Items listed in a dataset:
::::
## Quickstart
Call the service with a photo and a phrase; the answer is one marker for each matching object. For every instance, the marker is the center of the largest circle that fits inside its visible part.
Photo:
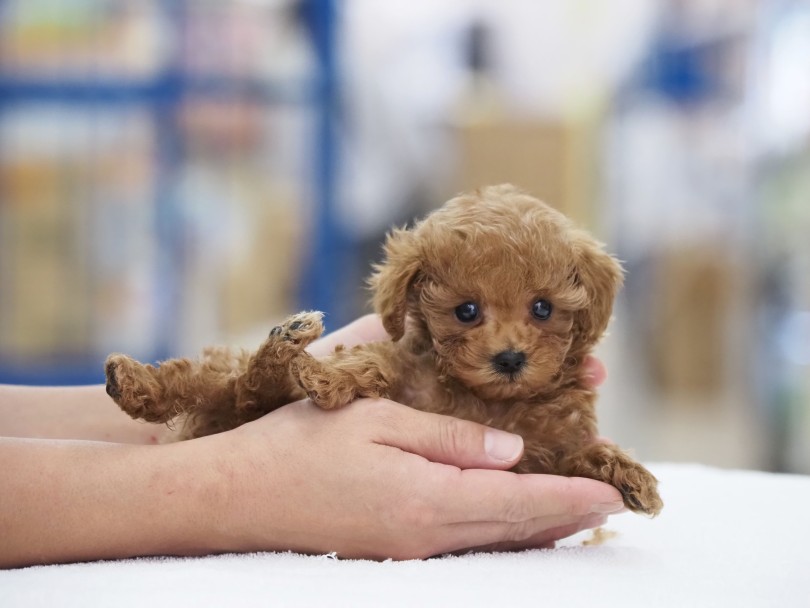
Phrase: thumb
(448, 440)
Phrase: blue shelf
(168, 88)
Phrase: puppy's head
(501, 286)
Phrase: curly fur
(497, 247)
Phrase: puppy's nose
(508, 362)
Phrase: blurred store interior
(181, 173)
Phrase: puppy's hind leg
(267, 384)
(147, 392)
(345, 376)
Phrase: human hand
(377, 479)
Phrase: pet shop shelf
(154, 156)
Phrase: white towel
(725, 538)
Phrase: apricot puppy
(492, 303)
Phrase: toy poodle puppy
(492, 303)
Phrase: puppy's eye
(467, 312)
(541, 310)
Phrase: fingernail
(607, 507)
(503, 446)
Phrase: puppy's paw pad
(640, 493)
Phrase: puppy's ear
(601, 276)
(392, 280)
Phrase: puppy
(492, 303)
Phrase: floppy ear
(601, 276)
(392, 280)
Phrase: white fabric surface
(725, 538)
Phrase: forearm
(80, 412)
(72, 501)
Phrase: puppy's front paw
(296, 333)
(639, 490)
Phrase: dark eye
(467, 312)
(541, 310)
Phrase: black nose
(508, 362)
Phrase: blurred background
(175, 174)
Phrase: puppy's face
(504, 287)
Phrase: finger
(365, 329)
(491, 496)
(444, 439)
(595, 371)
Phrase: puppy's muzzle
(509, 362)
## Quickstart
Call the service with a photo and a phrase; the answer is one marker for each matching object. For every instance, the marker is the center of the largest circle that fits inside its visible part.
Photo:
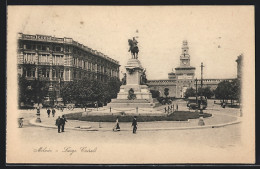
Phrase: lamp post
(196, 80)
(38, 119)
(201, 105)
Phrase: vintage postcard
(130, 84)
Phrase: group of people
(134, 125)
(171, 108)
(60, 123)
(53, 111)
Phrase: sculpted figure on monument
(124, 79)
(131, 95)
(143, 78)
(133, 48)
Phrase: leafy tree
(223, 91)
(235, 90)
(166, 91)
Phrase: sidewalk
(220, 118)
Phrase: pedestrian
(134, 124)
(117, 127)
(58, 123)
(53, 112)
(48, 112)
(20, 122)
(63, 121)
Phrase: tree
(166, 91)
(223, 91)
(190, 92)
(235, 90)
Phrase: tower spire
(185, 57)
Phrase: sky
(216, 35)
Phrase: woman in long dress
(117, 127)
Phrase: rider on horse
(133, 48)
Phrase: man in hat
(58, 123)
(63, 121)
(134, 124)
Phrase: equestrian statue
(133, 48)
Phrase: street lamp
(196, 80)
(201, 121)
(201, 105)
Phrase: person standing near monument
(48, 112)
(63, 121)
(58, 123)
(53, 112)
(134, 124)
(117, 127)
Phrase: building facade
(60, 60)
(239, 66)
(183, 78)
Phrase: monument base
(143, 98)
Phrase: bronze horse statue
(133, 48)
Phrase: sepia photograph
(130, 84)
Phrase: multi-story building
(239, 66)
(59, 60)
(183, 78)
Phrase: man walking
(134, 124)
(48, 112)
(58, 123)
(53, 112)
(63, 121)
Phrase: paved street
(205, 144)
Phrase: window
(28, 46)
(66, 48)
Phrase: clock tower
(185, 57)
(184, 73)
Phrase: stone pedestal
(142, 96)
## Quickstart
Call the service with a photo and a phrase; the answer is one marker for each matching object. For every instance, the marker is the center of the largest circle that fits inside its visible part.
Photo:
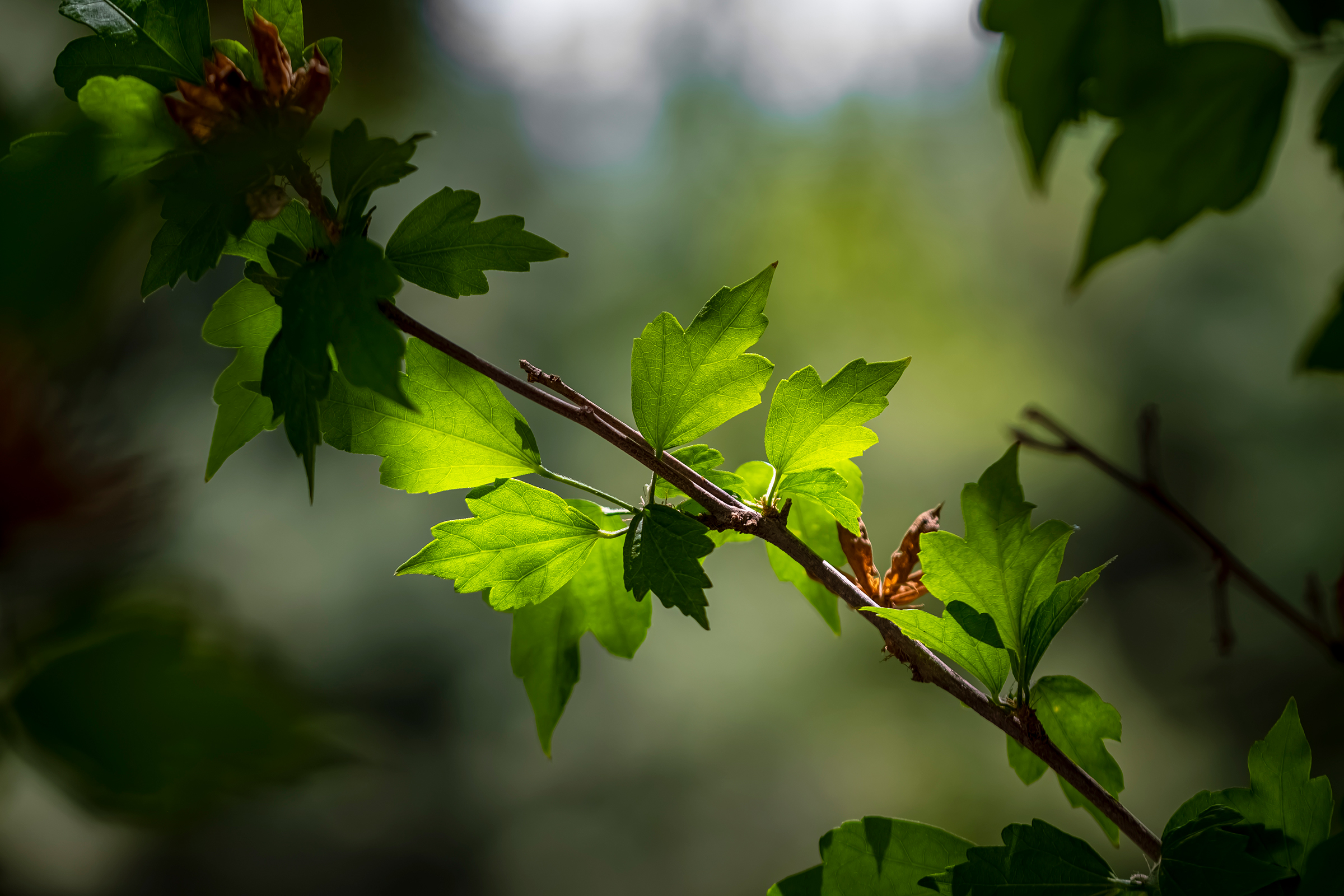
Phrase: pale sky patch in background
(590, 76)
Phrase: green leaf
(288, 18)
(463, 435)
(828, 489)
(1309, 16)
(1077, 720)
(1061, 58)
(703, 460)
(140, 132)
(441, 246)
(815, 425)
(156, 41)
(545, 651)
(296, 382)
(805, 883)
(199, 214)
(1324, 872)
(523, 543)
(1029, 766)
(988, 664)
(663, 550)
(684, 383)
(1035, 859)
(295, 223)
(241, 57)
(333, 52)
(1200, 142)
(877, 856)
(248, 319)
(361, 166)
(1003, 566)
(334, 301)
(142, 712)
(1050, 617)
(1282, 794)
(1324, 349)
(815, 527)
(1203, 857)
::::
== Goal ==
Leave out the pictures, and give all the records again exactly.

== Response to this task ==
## Quickstart
Call the service with a photo and a phrase; the answer is one marker for each matching object. For every instance, the marker is the center of the largest circle that fits inside its visible part.
Photo:
Phrase: thumb
(448, 440)
Phrase: blue shelf
(168, 88)
Phrase: puppy's head
(501, 286)
Phrase: curly fur
(497, 247)
Phrase: puppy's nose
(508, 362)
Phrase: blurred store interior
(181, 173)
Phrase: puppy's hind leg
(267, 384)
(147, 392)
(345, 376)
Phrase: human hand
(377, 479)
Phrase: pet shop shelf
(154, 156)
Phrase: white towel
(725, 538)
Phrase: apricot puppy
(492, 303)
Phrase: toy poodle puppy
(492, 303)
Phrase: puppy's eye
(467, 312)
(541, 310)
Phrase: fingernail
(607, 507)
(503, 446)
Phrase: puppy's paw pad
(640, 493)
Phrase: puppy's ear
(601, 276)
(392, 280)
Phrase: puppy
(492, 303)
Phrase: floppy ear
(601, 276)
(392, 280)
Phrase: white fabric surface
(725, 538)
Phrase: forearm
(80, 412)
(72, 501)
Phrase: puppy's front paw
(296, 333)
(639, 490)
Phrase: dark eye
(467, 312)
(541, 310)
Phrase: black nose
(508, 362)
Phrase: blurred background
(175, 174)
Phrase: puppy's face
(504, 287)
Phrase: finger
(365, 329)
(491, 496)
(444, 439)
(595, 371)
Phrase: puppy's muzzle
(509, 362)
## Quickstart
Call the service with a photo and a phrase; the answer is one marker for each matching object. For every instance, the marker is the center of the largest circle that fits inside its visible part.
Photo:
Phrase: lamp post
(196, 80)
(38, 119)
(201, 105)
Phrase: vintage postcard
(130, 84)
Phrase: group of people
(134, 125)
(171, 108)
(60, 123)
(53, 111)
Phrase: sculpted figure on monument
(124, 79)
(131, 95)
(143, 78)
(133, 48)
Phrase: leafy tree
(223, 91)
(235, 90)
(166, 91)
Phrase: sidewalk
(220, 118)
Phrase: pedestrian
(134, 124)
(117, 127)
(58, 123)
(53, 112)
(48, 112)
(20, 122)
(63, 121)
Phrase: tree
(166, 91)
(223, 91)
(190, 92)
(235, 90)
Phrase: tower spire
(185, 57)
Phrase: sky
(216, 35)
Phrase: woman in long dress
(117, 127)
Phrase: rider on horse
(133, 48)
Phrase: man in hat
(58, 123)
(63, 121)
(134, 124)
Phrase: equestrian statue
(133, 48)
Phrase: street lamp
(196, 80)
(201, 121)
(201, 105)
Phrase: person standing near monument
(48, 112)
(63, 121)
(58, 123)
(53, 112)
(134, 124)
(117, 127)
Phrase: building facade
(60, 60)
(239, 66)
(183, 78)
Phrase: monument base
(143, 98)
Phrase: bronze horse statue
(133, 48)
Phrase: sepia photograph
(130, 84)
Phrase: multi-story building
(239, 66)
(59, 60)
(183, 78)
Phrase: man walking
(134, 124)
(48, 112)
(58, 123)
(53, 112)
(63, 121)
Phrase: paved street
(205, 144)
Phrase: window
(28, 46)
(66, 48)
Phrase: clock tower
(185, 57)
(184, 73)
Phrase: stone pedestal
(142, 96)
## Quickstart
Call the service with a photo and a phrase; the answer is one marker for each matching object. For every instance, the marker is the center of the largest circle that fits inside its visible part.
Photo:
Phrase: pale sky patch in background
(590, 76)
Phrase: green leaf
(288, 18)
(463, 435)
(828, 489)
(1309, 16)
(1077, 720)
(1061, 58)
(703, 460)
(140, 132)
(441, 246)
(815, 425)
(156, 41)
(545, 651)
(296, 382)
(805, 883)
(199, 214)
(1324, 872)
(523, 543)
(1029, 766)
(988, 664)
(663, 550)
(684, 383)
(1035, 859)
(295, 223)
(241, 57)
(333, 52)
(1200, 142)
(877, 856)
(248, 319)
(361, 166)
(1003, 566)
(334, 301)
(142, 712)
(1050, 617)
(1282, 794)
(1324, 349)
(815, 527)
(1203, 857)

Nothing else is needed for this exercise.